→ **Task details**: Copy out all of the data below with no alterations.

→ **Data provided**:
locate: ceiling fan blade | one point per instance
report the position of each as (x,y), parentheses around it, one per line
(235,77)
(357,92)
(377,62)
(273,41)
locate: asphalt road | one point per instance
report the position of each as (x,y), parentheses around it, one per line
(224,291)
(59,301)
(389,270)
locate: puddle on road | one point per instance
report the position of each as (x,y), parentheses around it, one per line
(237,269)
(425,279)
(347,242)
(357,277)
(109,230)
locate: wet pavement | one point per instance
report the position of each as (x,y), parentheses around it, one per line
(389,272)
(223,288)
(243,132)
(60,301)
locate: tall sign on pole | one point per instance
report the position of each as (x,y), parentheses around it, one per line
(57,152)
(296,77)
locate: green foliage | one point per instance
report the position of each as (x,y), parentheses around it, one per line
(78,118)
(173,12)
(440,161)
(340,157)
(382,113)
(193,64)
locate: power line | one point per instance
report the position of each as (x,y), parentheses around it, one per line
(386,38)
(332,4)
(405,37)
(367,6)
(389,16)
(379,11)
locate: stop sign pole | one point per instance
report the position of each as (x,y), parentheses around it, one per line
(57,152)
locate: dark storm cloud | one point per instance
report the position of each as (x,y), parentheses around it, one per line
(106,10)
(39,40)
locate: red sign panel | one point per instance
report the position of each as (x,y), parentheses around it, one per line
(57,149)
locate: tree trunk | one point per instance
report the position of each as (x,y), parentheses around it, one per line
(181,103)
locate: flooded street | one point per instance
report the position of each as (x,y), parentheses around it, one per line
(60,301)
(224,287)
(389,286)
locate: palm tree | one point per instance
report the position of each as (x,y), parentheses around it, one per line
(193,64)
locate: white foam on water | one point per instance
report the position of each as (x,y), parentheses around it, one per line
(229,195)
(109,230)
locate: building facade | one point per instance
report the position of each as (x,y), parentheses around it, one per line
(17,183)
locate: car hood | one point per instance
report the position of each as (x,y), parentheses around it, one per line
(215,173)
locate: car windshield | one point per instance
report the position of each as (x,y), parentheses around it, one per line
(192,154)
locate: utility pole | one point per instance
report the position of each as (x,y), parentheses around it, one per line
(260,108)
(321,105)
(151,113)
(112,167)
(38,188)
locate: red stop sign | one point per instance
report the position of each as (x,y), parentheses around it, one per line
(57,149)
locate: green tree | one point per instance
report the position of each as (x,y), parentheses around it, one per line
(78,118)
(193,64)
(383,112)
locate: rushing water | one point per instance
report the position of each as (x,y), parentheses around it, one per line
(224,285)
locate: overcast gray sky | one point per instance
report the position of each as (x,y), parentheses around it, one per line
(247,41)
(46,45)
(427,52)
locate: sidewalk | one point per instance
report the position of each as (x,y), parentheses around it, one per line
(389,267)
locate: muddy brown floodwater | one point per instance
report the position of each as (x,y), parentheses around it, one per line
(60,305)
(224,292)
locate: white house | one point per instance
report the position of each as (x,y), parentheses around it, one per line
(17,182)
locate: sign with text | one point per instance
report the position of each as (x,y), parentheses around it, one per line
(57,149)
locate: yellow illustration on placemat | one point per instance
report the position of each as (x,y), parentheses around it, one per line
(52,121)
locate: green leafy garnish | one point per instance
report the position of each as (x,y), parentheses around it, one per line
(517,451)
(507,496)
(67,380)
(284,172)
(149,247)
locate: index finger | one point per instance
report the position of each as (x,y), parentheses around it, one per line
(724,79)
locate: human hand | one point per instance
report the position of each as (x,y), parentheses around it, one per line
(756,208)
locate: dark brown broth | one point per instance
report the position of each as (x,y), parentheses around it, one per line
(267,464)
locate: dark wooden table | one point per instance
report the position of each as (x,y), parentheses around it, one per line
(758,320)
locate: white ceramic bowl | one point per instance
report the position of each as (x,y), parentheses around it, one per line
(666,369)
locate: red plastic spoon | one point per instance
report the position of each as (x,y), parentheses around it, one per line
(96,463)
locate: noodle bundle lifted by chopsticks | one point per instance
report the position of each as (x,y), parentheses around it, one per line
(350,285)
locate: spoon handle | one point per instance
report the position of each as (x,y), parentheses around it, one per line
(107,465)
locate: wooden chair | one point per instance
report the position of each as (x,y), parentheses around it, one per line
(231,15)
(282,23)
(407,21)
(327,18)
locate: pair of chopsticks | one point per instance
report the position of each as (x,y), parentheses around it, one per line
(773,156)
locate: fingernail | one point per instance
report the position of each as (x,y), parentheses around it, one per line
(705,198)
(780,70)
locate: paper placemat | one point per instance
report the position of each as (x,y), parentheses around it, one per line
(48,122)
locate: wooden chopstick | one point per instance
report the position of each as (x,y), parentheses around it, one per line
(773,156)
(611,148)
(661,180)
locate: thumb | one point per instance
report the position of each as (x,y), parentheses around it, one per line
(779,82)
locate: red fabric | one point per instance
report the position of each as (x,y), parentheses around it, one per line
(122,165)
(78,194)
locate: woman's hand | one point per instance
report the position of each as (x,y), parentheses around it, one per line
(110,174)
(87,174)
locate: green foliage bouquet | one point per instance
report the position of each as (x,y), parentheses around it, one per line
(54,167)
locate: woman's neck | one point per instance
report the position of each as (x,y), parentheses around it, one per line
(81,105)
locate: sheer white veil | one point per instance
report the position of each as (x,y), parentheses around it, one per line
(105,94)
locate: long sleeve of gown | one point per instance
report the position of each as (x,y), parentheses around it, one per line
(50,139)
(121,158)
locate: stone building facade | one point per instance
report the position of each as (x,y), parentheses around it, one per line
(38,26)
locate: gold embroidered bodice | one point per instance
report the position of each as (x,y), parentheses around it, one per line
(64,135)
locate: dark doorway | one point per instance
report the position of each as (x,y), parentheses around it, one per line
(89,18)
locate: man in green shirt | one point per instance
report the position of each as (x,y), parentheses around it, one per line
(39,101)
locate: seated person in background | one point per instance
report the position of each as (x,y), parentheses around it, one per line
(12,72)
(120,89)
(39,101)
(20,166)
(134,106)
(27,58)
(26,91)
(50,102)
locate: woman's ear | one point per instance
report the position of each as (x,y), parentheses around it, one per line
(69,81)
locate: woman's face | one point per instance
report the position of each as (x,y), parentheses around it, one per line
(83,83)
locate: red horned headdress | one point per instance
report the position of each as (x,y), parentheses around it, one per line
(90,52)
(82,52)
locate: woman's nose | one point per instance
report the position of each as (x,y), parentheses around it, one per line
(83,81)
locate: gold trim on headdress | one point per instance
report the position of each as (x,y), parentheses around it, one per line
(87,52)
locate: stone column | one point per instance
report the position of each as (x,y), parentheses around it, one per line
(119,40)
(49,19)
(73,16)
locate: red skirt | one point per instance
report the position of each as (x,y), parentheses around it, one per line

→ **Answer to this problem**:
locate: ceiling fan blade | one point per instance
report the position of each as (x,y), parentheses around it, one per line
(235,77)
(357,92)
(377,62)
(273,41)
locate: asphalt road | one point per instance
report the position of each as (x,y), parentheses around it, one per line
(224,291)
(59,301)
(389,270)
locate: puddle on road | one point per instance
report the position of each as (x,y), parentheses around it, one per line
(237,269)
(425,279)
(347,242)
(357,277)
(109,230)
locate: wet pavement | one point per instance
report the position of each as (x,y), parentheses around it, one per line
(389,272)
(223,288)
(243,132)
(60,301)
locate: tall sign on pole | one point per instance
report the position of each as (x,y), parentheses around it, one per line
(57,152)
(296,77)
locate: green foliage | one point per instance
report the position of each as (x,y), parentheses around it, one per line
(78,118)
(173,12)
(440,161)
(340,157)
(382,113)
(193,64)
locate: power line | one point per instance
report the position of each as (x,y), parentheses around it, one per line
(386,38)
(332,4)
(405,37)
(367,6)
(389,16)
(379,11)
locate: stop sign pole | one point per instance
report the position of each as (x,y), parentheses around it, one per line
(57,152)
locate: dark storm cloud | one point per instance
report the position of each as (x,y), parentheses around it, one per line
(106,10)
(39,40)
locate: red sign panel | one point per instance
report the position of each as (x,y), parentheses around it, one per line
(57,149)
locate: tree trunk | one point per instance
report the position of each as (x,y), parentheses around it, one per line
(181,103)
locate: flooded street | one point per instance
report the position of each as (x,y), parentheses around it, one per line
(60,301)
(224,287)
(389,286)
locate: palm tree | one point per instance
report the position of each as (x,y), parentheses around it, one per line
(193,64)
locate: white foam on water | one point per instance
report the position of each as (x,y), parentheses around it, one per line
(229,195)
(109,230)
locate: building facade | one point per instance
report the position of each as (x,y), parentheses around it, one per line
(17,183)
locate: car hood | one point per instance
report the position of each as (x,y), parentheses around it, one per line
(215,173)
locate: car windshield | one point per instance
report the position of each as (x,y), parentheses around it, one per line
(192,154)
locate: utility pole | one point per instance
report the position of each as (x,y), parentheses around it, one per line
(260,108)
(321,105)
(151,113)
(112,167)
(38,188)
locate: red stop sign | one point per instance
report the position of each as (x,y), parentheses around it, one per line
(57,149)
locate: green tree | one point per instance
report the position of each as (x,y), parentheses around it, one per line
(78,118)
(193,64)
(383,112)
locate: rushing water | one point per instance
report the position of each as (x,y), parentheses around it, one per line
(224,285)
locate: overcast gray sky | one point per instance
report the position of each as (x,y), parentheses around it, one per line
(247,41)
(46,45)
(427,52)
locate: sidewalk | one point per instance
report the position of each as (x,y), parentheses around it, one per line
(389,267)
locate: muddy brown floodwater | one point per instance
report the position of each as (x,y), parentheses around it, one per line
(60,305)
(224,292)
locate: white house | one point per instance
report the position of each as (x,y), parentheses around it, one per line
(17,182)
locate: sign with text | one point per instance
report the position of each as (x,y), parentheses around it, one per line
(57,149)
locate: yellow illustration on placemat | one point per instance
report the position of each as (x,y), parentheses around it, one per line
(52,121)
locate: green leafy garnish | one point per instance
report the position of each as (x,y), parentheses around it, one per line
(517,451)
(507,496)
(67,380)
(284,172)
(149,247)
locate: index finger | one point per instance
report the position of each as (x,y), parentheses around it, one per line
(724,79)
locate: human hand | one point per instance
report the position of each as (x,y), parentheses around it, one per line
(756,208)
locate: dark brown broth | one point per instance
report the position of each as (x,y), parentheses around it, one per line
(267,464)
locate: dark wooden table | one point per instance
report the position of each as (x,y), parentheses around it, one per line
(758,320)
locate: white ceramic bowl | one point per instance
report the position of each as (x,y), parentheses around it, one per line
(666,369)
locate: red plastic spoon | one point per instance
report the position of each as (x,y), parentheses around it, one per line
(96,463)
locate: noodle bundle lifted by chopsticks | one point per instance
report the position of each as (x,y), parentheses around it, one per line
(350,285)
locate: spoon handle | one point per instance
report the position of each as (x,y), parentheses around it, one per line
(107,465)
locate: wooden chair | one point per instance
report the position of each as (x,y), parentheses around it, one per line
(231,15)
(282,23)
(407,21)
(327,18)
locate: pair of chopsticks | one point per instance
report the position of each as (x,y), parentheses around it, one per line
(773,156)
locate: fingernail | one point per instance
report the position of each as (x,y), parentheses around it, one per line
(705,198)
(780,70)
locate: paper placemat | one point per instance
report the position of each as (x,y), parentheses around it, one per line
(48,122)
locate: wooden chopstick | one point per instance
report the position of each as (x,y), parentheses around it, one per line
(773,156)
(611,148)
(661,180)
locate: thumb | one point per instance
report the position of each as (x,y), parentheses around it, one per line
(779,82)
locate: red fabric | one point per instance
report the position of each as (x,y), parentheses around it, one per line
(122,165)
(78,194)
locate: woman's hand | one point per instance
report the position of each as (x,y), parentheses around it, one per line
(110,174)
(87,174)
locate: green foliage bouquet | one point per instance
report the position of each as (x,y), parentheses around it, one per line
(54,167)
locate: woman's neck | one point per instance
report the position of each as (x,y), parentheses around it, one per line
(81,105)
locate: sheer white veil | one point per instance
report the position of each as (x,y), parentheses around it, one per line
(105,94)
locate: long sleeve of gown | one point per instance
report the position of each as (x,y), parentheses around it, one per line
(50,139)
(121,158)
locate: stone building facade | one point per instance
report the position of each as (x,y), parentheses around it, one per line
(38,26)
locate: gold embroidered bodice | one point per instance
report the position of each as (x,y), parentheses around it, one per line
(64,135)
locate: dark doorway | one point per instance
report the position of each as (x,y), parentheses around it, one per line
(89,18)
locate: man in green shirt | one point per instance
report the position of each as (x,y), parentheses around it, one per line
(39,101)
locate: seated person in background | one point per instance
report the position of each as (x,y), parentheses around it, one per line
(12,72)
(120,89)
(39,101)
(20,166)
(134,106)
(27,58)
(26,91)
(50,102)
locate: woman's ear | one point per instance
report the position of each as (x,y), parentheses around it, one per line
(69,81)
locate: woman's face | one point per instance
report the position of each as (x,y), parentheses around it, one per line
(83,83)
locate: red horned headdress | one point per instance
report the position of each as (x,y), parentheses around it, one per line
(90,52)
(82,52)
locate: woman's nose | one point per instance
report the position of each as (x,y), parentheses around it, one per line
(83,81)
locate: gold trim on headdress | one point per instance
report the position of each as (x,y), parentheses around it, one per line
(87,52)
locate: stone column | one point per instance
report the position of each as (x,y), parentheses around it, one per line
(119,40)
(49,19)
(73,16)
locate: red skirt | one point per instance
report the position of each as (x,y), parentheses around it, one per line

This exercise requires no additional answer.